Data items
▬▬▬

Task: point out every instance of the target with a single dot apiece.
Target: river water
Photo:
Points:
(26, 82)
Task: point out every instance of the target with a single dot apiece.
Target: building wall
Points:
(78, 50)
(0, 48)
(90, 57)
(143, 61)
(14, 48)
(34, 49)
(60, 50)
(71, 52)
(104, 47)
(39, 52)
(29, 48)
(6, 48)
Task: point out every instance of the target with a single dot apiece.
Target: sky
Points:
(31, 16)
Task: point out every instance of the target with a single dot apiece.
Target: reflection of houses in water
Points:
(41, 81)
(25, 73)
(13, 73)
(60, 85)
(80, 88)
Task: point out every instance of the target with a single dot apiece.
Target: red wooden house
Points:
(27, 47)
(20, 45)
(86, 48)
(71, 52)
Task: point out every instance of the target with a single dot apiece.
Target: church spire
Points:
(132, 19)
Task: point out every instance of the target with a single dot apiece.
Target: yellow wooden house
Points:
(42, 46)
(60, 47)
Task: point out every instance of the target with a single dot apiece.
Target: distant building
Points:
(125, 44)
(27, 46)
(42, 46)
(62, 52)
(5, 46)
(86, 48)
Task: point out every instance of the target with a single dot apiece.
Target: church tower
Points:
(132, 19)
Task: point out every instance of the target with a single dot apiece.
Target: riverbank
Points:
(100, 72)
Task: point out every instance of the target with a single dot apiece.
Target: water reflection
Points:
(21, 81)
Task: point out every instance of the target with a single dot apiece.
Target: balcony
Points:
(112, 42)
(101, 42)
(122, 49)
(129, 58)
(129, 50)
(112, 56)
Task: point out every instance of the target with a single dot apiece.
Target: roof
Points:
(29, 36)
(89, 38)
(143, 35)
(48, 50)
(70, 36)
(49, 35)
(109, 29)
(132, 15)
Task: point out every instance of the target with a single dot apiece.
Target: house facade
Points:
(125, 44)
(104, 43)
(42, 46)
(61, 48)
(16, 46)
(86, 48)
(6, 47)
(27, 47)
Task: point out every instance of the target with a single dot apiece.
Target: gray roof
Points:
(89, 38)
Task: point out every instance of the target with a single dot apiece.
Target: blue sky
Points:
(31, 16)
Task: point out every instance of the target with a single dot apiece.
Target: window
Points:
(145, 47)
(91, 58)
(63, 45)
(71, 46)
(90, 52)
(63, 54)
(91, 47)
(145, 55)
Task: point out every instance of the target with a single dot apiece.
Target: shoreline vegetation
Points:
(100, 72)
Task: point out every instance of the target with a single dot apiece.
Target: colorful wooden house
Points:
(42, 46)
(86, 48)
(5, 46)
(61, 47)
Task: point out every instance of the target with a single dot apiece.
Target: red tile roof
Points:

▬▬▬

Task details
Extract each line of the listing above, copying it word for word.

Exercise answer
Task: point out every instance of the target with a single dot apiece.
Target: river water
Photo:
Points:
(26, 82)
Task: point out every instance of the target with a single dot apiece.
Target: building wall
Points:
(78, 50)
(0, 48)
(90, 57)
(143, 61)
(14, 48)
(34, 49)
(60, 50)
(71, 52)
(104, 47)
(39, 52)
(29, 48)
(6, 48)
Task: point out every instance of the target with a single dot apiece.
Target: sky
Points:
(31, 16)
Task: point out every instance of the target with a single dot apiece.
Target: reflection of houses in water
Points:
(41, 81)
(25, 73)
(13, 73)
(60, 85)
(80, 88)
Task: point out every instance of the target with a single dot apiece.
Target: red wooden house
Points:
(27, 47)
(20, 45)
(86, 48)
(71, 52)
Task: point out every instance of the target with a single dot apiece.
Target: church spire
Points:
(132, 19)
Task: point out every instance of the target with a single dot apiece.
Target: yellow wooden house
Points:
(42, 46)
(60, 47)
Task: point out every instance of the target with a single dot apiece.
Target: distant building
Points:
(125, 44)
(27, 46)
(42, 46)
(62, 52)
(5, 46)
(86, 48)
Task: point out every instance of the target with a single dot apiece.
Target: church tower
Points:
(132, 19)
Task: point out every instance of the target with a single dot apiece.
Target: riverbank
Points:
(100, 72)
Task: point out every instance of the target with a single dot apiece.
Target: water reflection
Points:
(21, 81)
Task: point out every instance of the target with a single dot apiece.
Target: balcony
Points:
(112, 42)
(101, 42)
(122, 49)
(129, 58)
(129, 50)
(112, 56)
Task: point out every instance of the target with a single dot apiece.
Target: roof
Points:
(29, 36)
(89, 38)
(143, 35)
(48, 50)
(70, 36)
(49, 35)
(109, 29)
(132, 15)
Task: point out every instance of the target with a single dot apiece.
Target: house facade
Points:
(125, 44)
(104, 43)
(42, 46)
(61, 48)
(16, 46)
(86, 48)
(6, 47)
(27, 47)
Task: point out every instance of the target with a single dot apiece.
Target: gray roof
Points:
(89, 38)
Task: point out every instance of the target with a single dot apiece.
Target: blue sky
Points:
(31, 16)
Task: point out every instance of the target with a single dot apiece.
Target: window
Points:
(145, 47)
(91, 58)
(63, 45)
(71, 46)
(90, 52)
(63, 54)
(91, 47)
(145, 55)
Task: point out every instance of the target with a single dot apiece.
Target: shoreline vegetation
Points:
(100, 72)
Task: point out every instance of the target with a single dot apiece.
Target: colorful wooden house
Points:
(42, 46)
(86, 48)
(5, 46)
(61, 47)
Task: point out every instance of the target with a single dot apiece.
Target: red tile roof
Points:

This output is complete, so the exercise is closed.